Return each record shown below exactly, with none omitted.

[Stored entries]
────────────────────────────────────────

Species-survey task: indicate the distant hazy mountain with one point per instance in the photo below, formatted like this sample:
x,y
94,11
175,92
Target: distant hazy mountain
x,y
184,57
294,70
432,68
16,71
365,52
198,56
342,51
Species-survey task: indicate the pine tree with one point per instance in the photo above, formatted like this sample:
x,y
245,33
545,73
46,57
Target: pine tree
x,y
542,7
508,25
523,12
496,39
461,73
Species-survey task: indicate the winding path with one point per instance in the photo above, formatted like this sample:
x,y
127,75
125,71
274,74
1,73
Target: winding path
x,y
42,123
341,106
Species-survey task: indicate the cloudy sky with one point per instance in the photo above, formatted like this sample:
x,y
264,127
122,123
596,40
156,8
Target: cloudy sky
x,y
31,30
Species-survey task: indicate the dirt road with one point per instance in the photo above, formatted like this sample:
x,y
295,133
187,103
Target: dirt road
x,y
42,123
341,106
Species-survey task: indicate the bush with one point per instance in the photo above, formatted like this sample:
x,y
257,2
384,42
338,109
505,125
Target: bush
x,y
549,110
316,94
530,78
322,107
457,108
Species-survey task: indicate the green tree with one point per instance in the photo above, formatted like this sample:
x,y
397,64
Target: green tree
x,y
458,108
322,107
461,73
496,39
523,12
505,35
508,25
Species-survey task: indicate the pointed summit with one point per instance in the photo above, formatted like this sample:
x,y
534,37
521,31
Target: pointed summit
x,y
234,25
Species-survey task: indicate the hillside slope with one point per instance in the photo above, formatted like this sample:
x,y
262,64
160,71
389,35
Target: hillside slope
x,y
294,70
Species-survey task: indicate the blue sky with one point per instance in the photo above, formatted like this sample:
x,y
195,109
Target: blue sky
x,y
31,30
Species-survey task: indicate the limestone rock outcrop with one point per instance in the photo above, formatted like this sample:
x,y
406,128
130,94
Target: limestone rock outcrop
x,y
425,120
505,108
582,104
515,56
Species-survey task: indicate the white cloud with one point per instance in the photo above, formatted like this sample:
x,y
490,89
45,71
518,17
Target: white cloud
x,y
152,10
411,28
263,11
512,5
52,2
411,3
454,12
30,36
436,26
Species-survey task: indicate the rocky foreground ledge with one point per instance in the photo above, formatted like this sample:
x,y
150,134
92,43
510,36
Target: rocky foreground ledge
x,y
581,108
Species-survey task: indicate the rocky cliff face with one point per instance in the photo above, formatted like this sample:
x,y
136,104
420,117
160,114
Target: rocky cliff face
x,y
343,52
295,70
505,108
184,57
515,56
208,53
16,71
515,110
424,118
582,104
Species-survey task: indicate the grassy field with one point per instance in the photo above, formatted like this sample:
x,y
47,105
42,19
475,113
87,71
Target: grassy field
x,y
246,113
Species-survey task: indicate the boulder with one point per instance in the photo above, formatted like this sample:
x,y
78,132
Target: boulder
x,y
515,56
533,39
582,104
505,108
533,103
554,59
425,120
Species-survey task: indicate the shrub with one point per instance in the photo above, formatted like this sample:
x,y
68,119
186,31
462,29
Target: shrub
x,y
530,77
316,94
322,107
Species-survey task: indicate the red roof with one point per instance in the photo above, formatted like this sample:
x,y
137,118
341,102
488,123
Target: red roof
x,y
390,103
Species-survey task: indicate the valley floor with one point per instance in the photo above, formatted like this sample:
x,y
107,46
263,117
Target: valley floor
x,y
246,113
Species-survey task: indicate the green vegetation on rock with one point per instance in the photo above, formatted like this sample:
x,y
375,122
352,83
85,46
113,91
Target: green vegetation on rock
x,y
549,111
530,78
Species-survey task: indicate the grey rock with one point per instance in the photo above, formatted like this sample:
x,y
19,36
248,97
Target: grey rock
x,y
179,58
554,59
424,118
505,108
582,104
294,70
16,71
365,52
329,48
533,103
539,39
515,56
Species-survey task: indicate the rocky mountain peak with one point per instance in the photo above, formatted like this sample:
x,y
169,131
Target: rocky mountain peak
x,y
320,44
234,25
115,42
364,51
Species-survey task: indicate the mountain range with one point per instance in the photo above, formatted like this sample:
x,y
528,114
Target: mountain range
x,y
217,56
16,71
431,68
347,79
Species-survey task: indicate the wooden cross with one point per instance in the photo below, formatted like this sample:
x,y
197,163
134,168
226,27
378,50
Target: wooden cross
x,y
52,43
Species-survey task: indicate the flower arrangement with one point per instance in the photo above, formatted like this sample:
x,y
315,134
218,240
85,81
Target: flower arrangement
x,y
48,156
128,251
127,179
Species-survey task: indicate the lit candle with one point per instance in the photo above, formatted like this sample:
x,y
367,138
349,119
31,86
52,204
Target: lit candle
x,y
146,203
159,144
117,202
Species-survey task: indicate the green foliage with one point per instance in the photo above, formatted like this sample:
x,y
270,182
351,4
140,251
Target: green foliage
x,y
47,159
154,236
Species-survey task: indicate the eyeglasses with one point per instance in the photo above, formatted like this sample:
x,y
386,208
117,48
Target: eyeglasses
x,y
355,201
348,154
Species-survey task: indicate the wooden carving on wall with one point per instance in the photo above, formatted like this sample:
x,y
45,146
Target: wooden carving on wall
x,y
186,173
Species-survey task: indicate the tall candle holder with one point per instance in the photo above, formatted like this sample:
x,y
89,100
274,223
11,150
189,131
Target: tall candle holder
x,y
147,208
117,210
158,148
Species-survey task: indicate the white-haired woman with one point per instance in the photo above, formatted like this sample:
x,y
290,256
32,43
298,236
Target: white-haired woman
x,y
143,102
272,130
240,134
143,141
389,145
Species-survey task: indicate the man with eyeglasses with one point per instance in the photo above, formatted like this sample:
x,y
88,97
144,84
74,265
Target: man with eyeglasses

────────────────────────────────────────

* [ANSWER BOX]:
Species-survey task: indicate the distant hazy mountain with one point per instance in the photo below, formatted like this sample:
x,y
94,11
175,92
Target: distant hazy mountain
x,y
184,57
294,70
432,68
16,71
365,52
198,56
342,51
Species-survey task: indicate the pine tree with one point per instance in the photo above, formatted like this sample:
x,y
245,33
545,73
46,57
Target: pine tree
x,y
542,7
508,25
523,12
496,39
461,73
Species-survey task: indicate the winding path with one point per instance in the photo above, formatted like this sample:
x,y
127,75
125,71
274,74
1,73
Target: winding path
x,y
42,123
341,106
Species-survey task: indicate the cloudy sky with one point per instance in the photo above, formatted like this sample:
x,y
264,127
122,123
596,40
156,8
Target: cloudy sky
x,y
31,30
Species-survey task: indicate the dirt road with one point per instance in the photo above, formatted like this sample:
x,y
295,133
187,103
Target: dirt road
x,y
42,123
341,106
Species-survey task: indicate the bush with one point per instance in the photo above, formatted like this sample:
x,y
257,2
384,42
338,109
505,125
Target: bush
x,y
549,110
316,94
530,78
322,107
457,108
Species-survey task: indicate the green tree with one point per instance in the photo above, formatted like this sample:
x,y
397,64
Target: green tree
x,y
458,108
322,107
461,73
496,39
523,12
505,35
508,25
Species-survey task: indicate the pointed summit with one point per instance in the photo above, formatted like this sample:
x,y
534,37
521,31
Target: pointed summit
x,y
234,25
Species-survey task: indicate the hillside slope with one point per instance in the photo above, formatted like this sample:
x,y
262,64
160,71
389,35
Target: hillside slope
x,y
294,70
Species-survey task: indicate the blue sky with one point per instance in the photo above, formatted like this sample:
x,y
195,109
Target: blue sky
x,y
31,30
Species-survey task: indicate the limestone rock outcrop with one point per instance in the photo above, formatted like this sample:
x,y
406,128
130,94
Target: limestone rock outcrop
x,y
425,120
505,108
582,104
515,56
Species-survey task: indicate the white cloud with one point per instance in the photo above, formatted like this sample:
x,y
490,89
45,71
518,17
Target: white cloud
x,y
152,10
411,28
263,11
512,5
52,2
411,3
454,12
30,36
436,26
Species-survey task: indicate the rocky foreground ledge with one point per instance in the photo above, formatted like this sample:
x,y
150,134
92,43
510,36
Target: rocky foreground ledge
x,y
581,108
Species-survey task: indicate the rocky cliff face with one point per instance in the photo above, formatted like this sample:
x,y
136,104
420,117
160,114
Target: rocky cliff face
x,y
343,52
295,70
505,108
184,57
515,56
208,53
16,71
515,110
424,118
582,104
Species-survey task: indicate the grassy field with one point per instance in the photo above, formatted like this sample:
x,y
47,105
42,19
475,113
87,71
Target: grassy field
x,y
246,113
Species-survey task: indicate the boulder with one point per instance in the photo above, formatted like this sample:
x,y
78,132
Target: boulder
x,y
515,56
533,39
582,104
505,108
533,103
554,59
425,120
Species-survey task: indicate the shrub with one point per instance in the photo above, formatted like this sample:
x,y
68,119
186,31
462,29
Target: shrub
x,y
530,77
316,94
322,107
Species-survey task: indicate the red roof with one point per instance in the photo above, formatted like this sample:
x,y
137,118
341,102
488,123
Target: red roof
x,y
390,103
Species-survey task: indicate the valley floor with one point per instance in the photo above, formatted like this sample:
x,y
107,46
263,117
Target: valley floor
x,y
246,113
Species-survey task: indicate the green vegetation on rock with one point per instance in the photo above, formatted like this sample:
x,y
375,122
352,83
85,46
113,91
Target: green vegetation on rock
x,y
549,111
530,78
Species-survey task: indicate the grey rock with one point per instance in the photo above, formatted like this sample:
x,y
19,36
248,97
Target: grey rock
x,y
179,58
554,59
424,118
505,108
582,104
294,70
16,71
365,52
329,48
533,103
539,39
515,56
Species-survey task: indicate the rocky mountain peak with one point per instance in the photo above, formatted like this sample:
x,y
169,131
Target: rocky mountain peak
x,y
320,44
234,25
115,42
364,51
Species-survey task: indicate the mountain range with one point per instance in the photo above, formatted like this sample:
x,y
528,114
Target: mountain range
x,y
217,56
16,71
431,68
347,79
Species-survey task: indicate the wooden cross with one point per instance in the photo below, formatted like this sample:
x,y
197,163
134,168
226,27
378,50
Target: wooden cross
x,y
52,43
Species-survey task: indicate the flower arrangement with one point per instance in the photo above, formatted like this sample:
x,y
315,134
218,240
85,81
Target: flower arrangement
x,y
48,156
128,251
127,179
Species-survey task: indicate the lit candle with one point per instance in the photo above, formatted like this sample:
x,y
367,138
349,119
31,86
52,204
Target: lit candle
x,y
146,203
159,144
117,202
Species-survey task: indicate the green foliage with one point per instance in the photo above, formatted like this sample:
x,y
270,182
351,4
140,251
Target: green foliage
x,y
47,159
154,236
Species-survey task: indicate the eyeglasses with one point per instance in the photo above, formatted like this sample:
x,y
386,208
117,48
Target: eyeglasses
x,y
355,201
348,154
Species-survey task: indicate the wooden carving on wall with one point per instance in the photo above, formatted like this sample:
x,y
45,146
Target: wooden carving on wall
x,y
186,173
Species-survey task: indicate the tall candle holder with one point per instance in the photo above, formatted like this sample:
x,y
89,100
274,223
11,150
189,131
Target: tall candle holder
x,y
147,208
117,210
158,148
Species-survey task: indicate the white-haired woman with one point per instance in the photo above, formatted like this sample:
x,y
290,256
32,43
298,236
Target: white-haired woman
x,y
143,102
272,130
240,134
143,141
389,145
Species-survey task: indicate the man with eyeglasses with one point per instance in the photo above, formatted like this sample:
x,y
88,97
144,84
74,265
Target: man with eyeglasses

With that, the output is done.